DATA EXTRACTS –
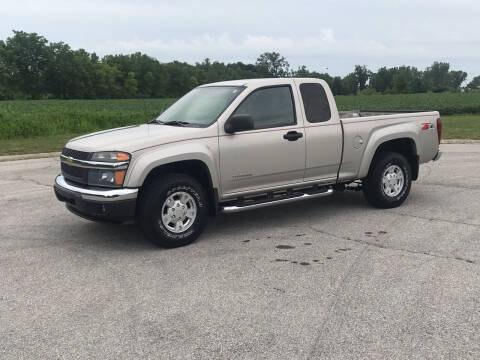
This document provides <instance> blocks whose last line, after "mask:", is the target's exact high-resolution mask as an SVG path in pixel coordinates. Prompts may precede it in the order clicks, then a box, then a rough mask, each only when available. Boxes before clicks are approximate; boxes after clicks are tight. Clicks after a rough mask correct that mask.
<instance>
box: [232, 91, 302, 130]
mask: <svg viewBox="0 0 480 360" xmlns="http://www.w3.org/2000/svg"><path fill="white" fill-rule="evenodd" d="M291 89H292V88H291V86H290V85H280V86H273V87H267V88H259V89H257V90H254V91H253V92H252V93H250V94H249V95H248V96H247V97H246V98H245V100H243V102H242V103H241V104H240V105H239V106H238V108H237V109H236V110H235V112H234V113H233V115H240V114H241V115H250V116H251V117H252V119H253V123H254V128H255V129H266V128H273V127H279V126H289V125H294V124H296V118H295V107H294V104H293V94H292V90H291Z"/></svg>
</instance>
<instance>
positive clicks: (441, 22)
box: [0, 0, 480, 78]
mask: <svg viewBox="0 0 480 360" xmlns="http://www.w3.org/2000/svg"><path fill="white" fill-rule="evenodd" d="M0 19H1V21H0V38H1V39H5V38H7V37H8V36H10V35H11V30H12V29H15V30H24V31H27V32H37V33H39V34H41V35H43V36H45V37H46V38H47V39H48V40H50V41H64V42H67V43H68V44H70V45H71V46H72V47H73V48H80V47H81V48H84V49H86V50H88V51H95V52H96V53H97V54H99V55H105V54H112V53H131V52H135V51H141V52H144V53H147V54H148V55H151V56H153V57H156V58H158V59H159V60H160V61H171V60H174V59H176V60H181V61H187V62H189V63H194V62H197V61H202V60H203V59H204V58H207V57H208V58H211V59H212V60H219V61H225V62H233V61H243V62H255V59H256V58H257V57H258V55H259V54H261V53H262V52H265V51H278V52H280V53H281V54H282V55H284V56H285V57H286V58H287V60H288V61H289V62H290V64H291V66H292V67H293V68H297V67H298V66H300V65H306V66H307V67H308V68H309V69H311V70H317V71H320V72H324V71H326V69H327V68H328V72H329V73H330V74H332V75H346V74H347V73H348V72H350V71H352V69H353V66H354V65H355V64H365V65H367V67H369V68H370V69H372V70H376V69H377V68H378V67H380V66H383V65H386V66H398V65H403V64H406V65H414V66H417V67H419V68H421V69H423V68H425V67H426V66H428V65H430V64H431V63H432V62H433V61H436V60H437V61H448V62H450V64H451V65H452V68H453V69H458V70H464V71H467V72H468V74H469V78H471V77H473V76H474V75H478V74H480V1H479V0H455V1H453V0H402V1H400V0H399V1H396V0H369V1H367V0H316V1H304V0H291V1H282V0H277V1H269V0H268V1H262V0H256V1H250V0H242V1H225V0H222V1H217V0H213V1H209V0H204V1H198V0H197V1H182V0H177V1H150V0H147V1H135V0H116V1H114V0H107V1H101V0H96V1H91V0H86V1H82V0H76V1H60V0H36V1H22V0H15V1H12V0H1V1H0Z"/></svg>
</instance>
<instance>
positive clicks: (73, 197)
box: [54, 175, 138, 222]
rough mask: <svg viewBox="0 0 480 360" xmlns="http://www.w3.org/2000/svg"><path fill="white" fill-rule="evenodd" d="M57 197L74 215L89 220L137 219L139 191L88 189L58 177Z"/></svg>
mask: <svg viewBox="0 0 480 360" xmlns="http://www.w3.org/2000/svg"><path fill="white" fill-rule="evenodd" d="M54 191H55V195H56V196H57V199H58V200H59V201H62V202H64V203H65V205H66V206H67V209H68V210H70V211H71V212H73V213H74V214H76V215H78V216H81V217H83V218H86V219H89V220H99V221H114V222H125V221H130V220H132V219H134V218H135V210H136V203H137V196H138V189H137V188H134V189H126V188H123V189H105V190H103V189H100V190H98V189H87V188H83V187H80V186H75V185H72V184H71V183H68V182H67V181H66V180H65V178H64V177H63V176H62V175H58V176H57V178H56V179H55V185H54Z"/></svg>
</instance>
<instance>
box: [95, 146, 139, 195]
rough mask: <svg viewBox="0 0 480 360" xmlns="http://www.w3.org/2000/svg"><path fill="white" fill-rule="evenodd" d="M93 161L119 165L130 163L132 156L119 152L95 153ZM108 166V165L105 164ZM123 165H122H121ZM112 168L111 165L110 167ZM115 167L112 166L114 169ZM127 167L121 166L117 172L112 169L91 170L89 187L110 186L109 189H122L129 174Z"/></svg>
mask: <svg viewBox="0 0 480 360" xmlns="http://www.w3.org/2000/svg"><path fill="white" fill-rule="evenodd" d="M91 161H96V162H105V163H117V162H121V163H123V162H128V161H130V154H127V153H124V152H119V151H102V152H96V153H93V155H92V158H91ZM105 165H106V164H105ZM119 165H121V164H119ZM109 166H110V165H109ZM113 166H114V165H112V167H113ZM127 166H128V164H127V165H121V167H120V168H119V169H118V170H117V169H115V168H112V169H89V170H88V185H93V186H108V187H121V186H122V185H123V180H124V179H125V174H126V172H127V170H126V167H127Z"/></svg>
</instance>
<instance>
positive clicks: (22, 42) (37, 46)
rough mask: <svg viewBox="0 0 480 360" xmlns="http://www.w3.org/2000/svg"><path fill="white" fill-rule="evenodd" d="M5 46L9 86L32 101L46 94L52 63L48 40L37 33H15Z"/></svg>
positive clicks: (6, 41)
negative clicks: (9, 82)
mask: <svg viewBox="0 0 480 360" xmlns="http://www.w3.org/2000/svg"><path fill="white" fill-rule="evenodd" d="M13 33H14V35H13V36H12V37H9V38H7V41H6V42H5V46H4V62H5V66H6V70H7V72H8V73H9V74H10V76H9V82H10V84H9V86H10V87H11V88H12V89H15V90H17V91H19V92H21V93H23V94H25V95H26V96H28V97H30V98H32V99H38V98H40V97H41V96H42V95H45V94H46V82H45V78H46V73H47V70H48V67H49V65H50V61H51V52H50V49H49V48H48V46H47V42H48V41H47V39H45V38H44V37H43V36H40V35H38V34H36V33H30V34H29V33H26V32H23V31H15V30H14V31H13Z"/></svg>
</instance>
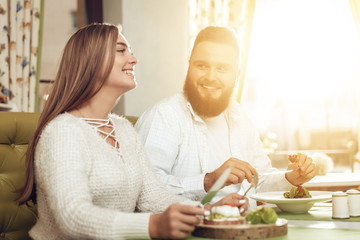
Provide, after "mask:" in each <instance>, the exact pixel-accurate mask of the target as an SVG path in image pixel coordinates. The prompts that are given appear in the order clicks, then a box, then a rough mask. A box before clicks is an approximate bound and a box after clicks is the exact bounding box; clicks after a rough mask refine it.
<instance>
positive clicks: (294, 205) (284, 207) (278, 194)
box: [251, 191, 332, 213]
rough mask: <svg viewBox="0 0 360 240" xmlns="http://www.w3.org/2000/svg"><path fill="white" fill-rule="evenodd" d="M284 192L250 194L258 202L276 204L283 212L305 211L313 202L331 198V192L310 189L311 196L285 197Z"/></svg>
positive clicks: (306, 211)
mask: <svg viewBox="0 0 360 240" xmlns="http://www.w3.org/2000/svg"><path fill="white" fill-rule="evenodd" d="M283 194H284V192H264V193H256V194H253V195H252V196H251V198H252V199H255V200H257V201H259V202H267V203H273V204H276V206H277V207H278V208H280V209H281V210H282V211H284V212H289V213H305V212H307V211H309V210H310V208H312V206H313V205H314V203H315V202H324V201H328V200H330V199H331V194H332V193H331V192H326V191H310V194H311V196H312V198H285V197H284V196H283Z"/></svg>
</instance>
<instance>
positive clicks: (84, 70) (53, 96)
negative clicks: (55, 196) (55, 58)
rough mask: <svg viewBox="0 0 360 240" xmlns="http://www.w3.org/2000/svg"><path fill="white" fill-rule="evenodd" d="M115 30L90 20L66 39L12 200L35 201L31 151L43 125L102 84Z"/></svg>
mask: <svg viewBox="0 0 360 240" xmlns="http://www.w3.org/2000/svg"><path fill="white" fill-rule="evenodd" d="M118 34H119V30H118V28H117V27H116V26H114V25H110V24H102V23H93V24H90V25H88V26H85V27H83V28H81V29H79V30H78V31H77V32H76V33H74V34H73V35H72V36H71V38H70V39H69V41H68V42H67V44H66V46H65V48H64V52H63V56H62V58H61V61H60V66H59V69H58V72H57V75H56V79H55V83H54V86H53V89H52V91H51V93H50V95H49V98H48V100H47V102H46V103H45V106H44V109H43V111H42V113H41V116H40V118H39V121H38V124H37V127H36V130H35V132H34V134H33V135H32V138H31V140H30V142H29V146H28V149H27V152H26V175H25V180H26V181H25V186H24V187H23V188H22V189H19V190H18V192H21V196H20V197H19V198H18V199H17V200H16V201H17V202H18V203H24V202H27V201H28V200H30V199H31V200H32V201H33V202H34V203H36V188H35V179H34V154H35V149H36V145H37V143H38V141H39V138H40V135H41V133H42V131H43V129H44V128H45V126H46V125H47V124H48V123H49V122H50V121H51V120H53V119H54V118H55V117H56V116H57V115H59V114H61V113H64V112H65V111H70V110H73V109H76V108H77V107H79V106H81V105H82V104H83V103H85V102H86V101H87V100H89V99H90V98H91V97H93V96H94V95H95V94H96V93H97V92H98V91H99V90H100V88H101V87H102V85H103V84H104V82H105V80H106V79H107V77H108V76H109V74H110V71H111V69H112V67H113V64H114V59H115V52H116V42H117V38H118Z"/></svg>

YOUR INSTRUCTIONS – Print, without alteration, only the lines above between the one holding "positive clicks: (306, 211)" and the one holding "negative clicks: (55, 196) (55, 58)", inclusive.

ANSWER BOX –
positive clicks: (306, 211)
mask: <svg viewBox="0 0 360 240" xmlns="http://www.w3.org/2000/svg"><path fill="white" fill-rule="evenodd" d="M283 194H284V192H264V193H256V194H253V195H252V196H251V198H252V199H255V200H257V201H259V202H267V203H273V204H276V206H277V207H278V208H280V209H281V210H282V211H284V212H289V213H305V212H307V211H309V210H310V208H312V206H313V205H314V203H315V202H324V201H328V200H330V199H331V194H332V193H331V192H326V191H310V194H311V196H312V198H285V197H284V196H283Z"/></svg>
</instance>
<instance>
positive clicks: (84, 70) (53, 96)
negative clicks: (55, 196) (55, 58)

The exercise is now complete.